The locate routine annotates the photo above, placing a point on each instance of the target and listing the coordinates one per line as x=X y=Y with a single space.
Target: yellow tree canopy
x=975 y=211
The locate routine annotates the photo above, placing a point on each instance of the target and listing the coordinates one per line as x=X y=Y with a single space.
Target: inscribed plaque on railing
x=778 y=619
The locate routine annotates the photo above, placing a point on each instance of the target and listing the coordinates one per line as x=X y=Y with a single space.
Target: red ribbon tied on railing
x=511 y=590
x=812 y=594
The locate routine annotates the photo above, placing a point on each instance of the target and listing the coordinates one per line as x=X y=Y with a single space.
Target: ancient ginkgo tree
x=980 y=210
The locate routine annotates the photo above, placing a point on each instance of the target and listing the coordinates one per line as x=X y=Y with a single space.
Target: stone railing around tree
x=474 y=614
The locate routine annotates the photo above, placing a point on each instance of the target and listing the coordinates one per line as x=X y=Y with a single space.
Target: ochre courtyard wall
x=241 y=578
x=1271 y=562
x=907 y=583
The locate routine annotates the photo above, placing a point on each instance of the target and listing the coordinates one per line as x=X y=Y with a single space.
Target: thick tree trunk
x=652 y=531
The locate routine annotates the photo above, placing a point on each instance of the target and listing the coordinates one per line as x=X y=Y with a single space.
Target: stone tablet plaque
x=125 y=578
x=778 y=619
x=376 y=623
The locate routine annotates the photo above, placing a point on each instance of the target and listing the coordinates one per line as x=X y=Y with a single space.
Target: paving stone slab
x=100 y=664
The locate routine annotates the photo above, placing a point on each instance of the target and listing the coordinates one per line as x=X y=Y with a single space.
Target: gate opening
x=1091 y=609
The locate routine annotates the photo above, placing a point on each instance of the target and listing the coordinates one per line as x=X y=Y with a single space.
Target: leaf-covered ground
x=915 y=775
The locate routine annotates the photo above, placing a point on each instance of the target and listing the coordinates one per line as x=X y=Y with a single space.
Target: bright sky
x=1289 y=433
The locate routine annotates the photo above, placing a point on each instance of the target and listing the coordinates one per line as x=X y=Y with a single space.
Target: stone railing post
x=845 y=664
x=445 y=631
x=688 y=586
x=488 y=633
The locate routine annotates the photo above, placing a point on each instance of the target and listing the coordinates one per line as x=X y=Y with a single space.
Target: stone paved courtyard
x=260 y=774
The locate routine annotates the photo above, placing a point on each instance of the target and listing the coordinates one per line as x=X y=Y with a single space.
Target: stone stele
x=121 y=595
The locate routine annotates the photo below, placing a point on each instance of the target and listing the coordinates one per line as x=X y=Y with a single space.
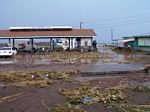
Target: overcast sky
x=125 y=17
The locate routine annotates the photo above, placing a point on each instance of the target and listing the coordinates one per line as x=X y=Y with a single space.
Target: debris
x=34 y=78
x=69 y=108
x=37 y=84
x=82 y=95
x=45 y=106
x=13 y=97
x=133 y=108
x=89 y=95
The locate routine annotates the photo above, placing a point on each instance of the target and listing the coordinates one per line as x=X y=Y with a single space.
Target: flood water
x=117 y=62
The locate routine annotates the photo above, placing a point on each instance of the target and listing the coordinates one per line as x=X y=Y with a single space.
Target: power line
x=118 y=24
x=120 y=18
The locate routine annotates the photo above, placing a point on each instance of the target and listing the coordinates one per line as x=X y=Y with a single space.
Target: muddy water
x=117 y=62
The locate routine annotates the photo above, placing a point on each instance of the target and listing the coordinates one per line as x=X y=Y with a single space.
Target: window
x=144 y=42
x=86 y=43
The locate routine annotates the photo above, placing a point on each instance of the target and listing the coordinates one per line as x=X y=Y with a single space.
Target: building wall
x=86 y=40
x=142 y=44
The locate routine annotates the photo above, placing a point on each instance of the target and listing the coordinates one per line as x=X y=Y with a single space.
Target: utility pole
x=112 y=35
x=81 y=25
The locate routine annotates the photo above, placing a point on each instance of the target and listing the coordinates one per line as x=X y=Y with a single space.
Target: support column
x=50 y=43
x=69 y=43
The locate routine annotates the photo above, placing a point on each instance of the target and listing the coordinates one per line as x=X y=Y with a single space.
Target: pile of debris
x=34 y=78
x=89 y=95
x=132 y=108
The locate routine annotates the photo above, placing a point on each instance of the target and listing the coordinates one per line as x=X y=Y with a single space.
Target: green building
x=141 y=43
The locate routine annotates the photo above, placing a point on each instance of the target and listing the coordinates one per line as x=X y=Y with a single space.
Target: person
x=94 y=44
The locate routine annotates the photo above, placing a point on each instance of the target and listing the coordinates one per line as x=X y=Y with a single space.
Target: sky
x=123 y=17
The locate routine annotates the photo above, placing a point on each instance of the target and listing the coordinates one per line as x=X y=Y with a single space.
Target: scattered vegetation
x=142 y=89
x=34 y=78
x=70 y=108
x=133 y=108
x=90 y=95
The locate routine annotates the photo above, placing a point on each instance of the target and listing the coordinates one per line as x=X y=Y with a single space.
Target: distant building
x=141 y=43
x=70 y=37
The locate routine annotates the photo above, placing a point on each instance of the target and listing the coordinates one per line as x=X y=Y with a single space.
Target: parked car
x=7 y=51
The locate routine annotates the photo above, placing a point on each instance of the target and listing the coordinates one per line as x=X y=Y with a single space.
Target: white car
x=7 y=51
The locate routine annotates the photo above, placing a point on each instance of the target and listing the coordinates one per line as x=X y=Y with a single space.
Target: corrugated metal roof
x=72 y=33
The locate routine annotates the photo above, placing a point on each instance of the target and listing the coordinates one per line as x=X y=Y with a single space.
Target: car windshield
x=4 y=48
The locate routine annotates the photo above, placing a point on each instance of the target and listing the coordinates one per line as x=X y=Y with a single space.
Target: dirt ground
x=136 y=86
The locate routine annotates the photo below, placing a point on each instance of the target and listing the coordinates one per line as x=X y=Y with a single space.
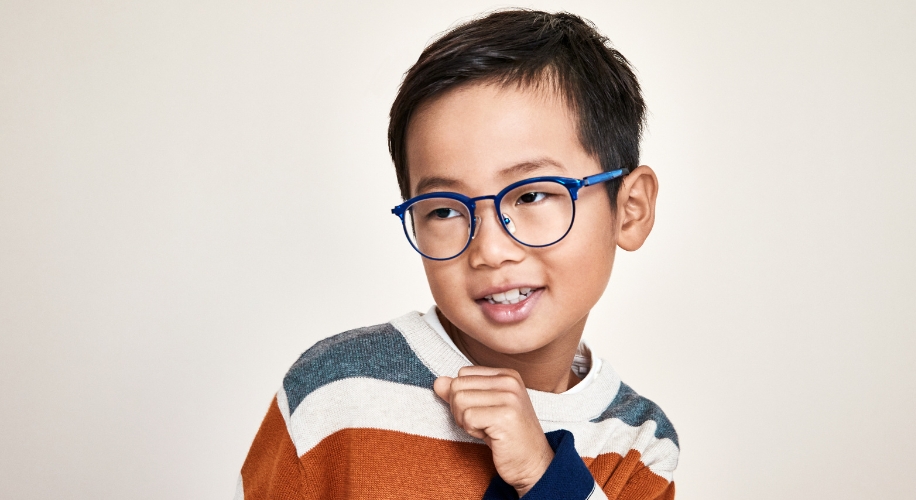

Set exercise =
Reproduce the material word for word, from its opening line through the line that contains "x=100 y=664", including that final line.

The output =
The locate routine annotates the photo above, placing a point on each instance of the target and listing the coordinates one per line as x=X y=Y with a single space.
Target: yellow tree canopy
x=975 y=211
The locate routine annotates the photo above, placing a point on each instance of the target and listing the coordinates one per line as x=X y=Y with a single space.
Target: inscribed plaque on railing
x=778 y=619
The locate routine annotates the photo above, placing a point on each instance of the target and listing the coordinates one per line as x=X y=Y with a single space.
Target: red ribbon tied on railing
x=511 y=590
x=812 y=594
The locate routine annotates the photo above, placing a point on each instance of the target and listing the coordinates one per line as x=X y=Y with a single space.
Target: ancient ginkgo tree
x=980 y=210
The locate routine annotates the photo above, placing a point on each instance of the target and listing the coordinates one per line as x=X y=Y with a single space.
Target: stone railing around tree
x=474 y=614
The locate routine annotates the photo above, placing a point on each instance of the target and listing the coordinates one per line as x=X y=Y with a single space.
Target: ochre courtyard wall
x=241 y=578
x=1271 y=562
x=907 y=583
The locate routine annotates the photo above, placing a point on each instance of the target and listing the coordinates one per line as x=X y=Y with a single space.
Target: thick tree trunk
x=652 y=531
The locate routine annotates the photo above, placing a point on each instance of the target and listing the coordinates one per line as x=X y=Y with a single space.
Target: stone tablet plaque
x=125 y=578
x=778 y=619
x=376 y=623
The locate routine annotates the photo above, placing a point on each instance of the target and listing the coordinates one per line as x=X y=Y with a single space.
Target: paving stone slab
x=100 y=664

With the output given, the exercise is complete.